But I get what you mean: Because there was no intelligence contact between the species, the audience would then simply take Lavos' reaction as
mindless because they could neither relate to it nor make sense of it (as almost everyone does in my locality when I ramble in techno-babble).
It doesn't work. If writing your ideas down works for you, more power to you. For me, and for a lot of other people I've encountered, writing them down in an undeveloped or summary form is like pinning insect specimens: it kills them.
Hah, I've heard that advice before too, and it's a really splendid one! Interestingly, I've gotten into the habit of trusting myself, my creativity and aptitude, rather than moaning my forgetfulness as I used to. Why? Because it then trains my impulses, my instincts, to be able to intelligently imagine on-demand and at the same time be able to pick the best ideas out there (and if it doesn't work, I always ask someone or do something to stimulate my creativity).

Problem set:
**1.** In the excerpt on writing down ideas, list everything the writer says they have gotten into the habit of trusting.
**2.** Rewrite the paragraph beginning "Hah, I've heard that advice before too" from the excerpt on writing down ideas as a short list of its main points.
The lines that follow come from a separate source.

Extracted records:
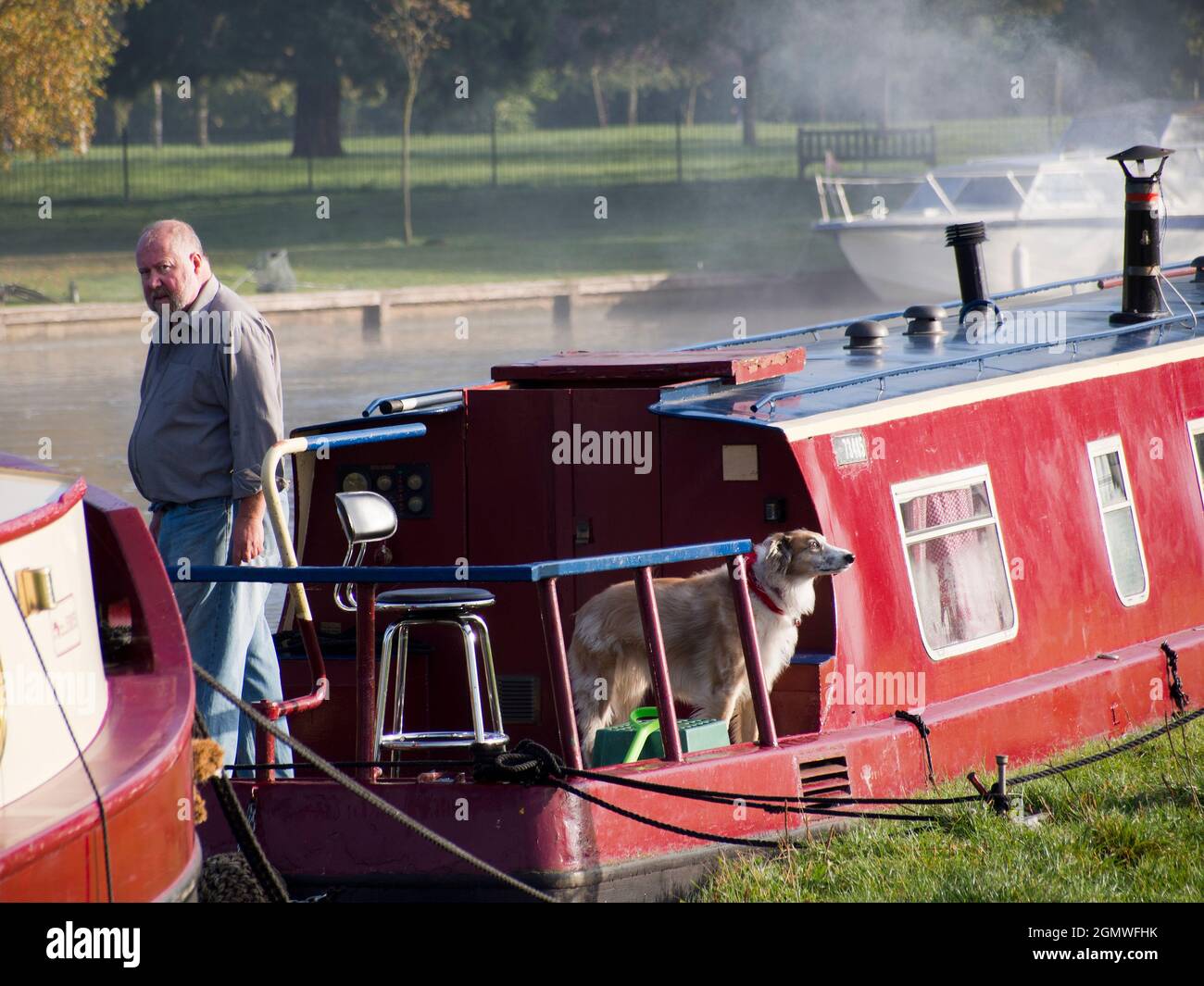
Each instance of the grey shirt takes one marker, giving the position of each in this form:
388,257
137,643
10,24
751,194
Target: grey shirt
211,401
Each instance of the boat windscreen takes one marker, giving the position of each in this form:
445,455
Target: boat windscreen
925,196
995,192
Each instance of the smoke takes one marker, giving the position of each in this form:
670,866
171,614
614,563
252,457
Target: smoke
899,60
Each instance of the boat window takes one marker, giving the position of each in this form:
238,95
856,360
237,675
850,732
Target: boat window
1071,189
956,562
1121,533
1196,432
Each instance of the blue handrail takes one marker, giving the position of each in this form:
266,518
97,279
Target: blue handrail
364,436
526,572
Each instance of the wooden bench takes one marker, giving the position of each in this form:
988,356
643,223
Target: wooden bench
882,144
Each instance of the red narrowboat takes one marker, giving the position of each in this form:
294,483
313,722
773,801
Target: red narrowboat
95,701
1020,478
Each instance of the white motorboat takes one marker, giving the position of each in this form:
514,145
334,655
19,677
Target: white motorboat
1050,217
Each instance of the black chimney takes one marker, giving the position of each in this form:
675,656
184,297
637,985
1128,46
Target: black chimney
966,239
1142,299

Solved tasks:
**1.**
- myself
- my creativity
- my aptitude

**2.**
- The writer has heard the advice before and thinks it is a splendid one.
- The writer now trusts their own creativity and aptitude instead of complaining about forgetfulness as they used to.
- This trust trains their impulses and instincts to imagine on demand and to pick the best ideas.
- When that does not work, the writer asks someone or does something to stimulate their creativity.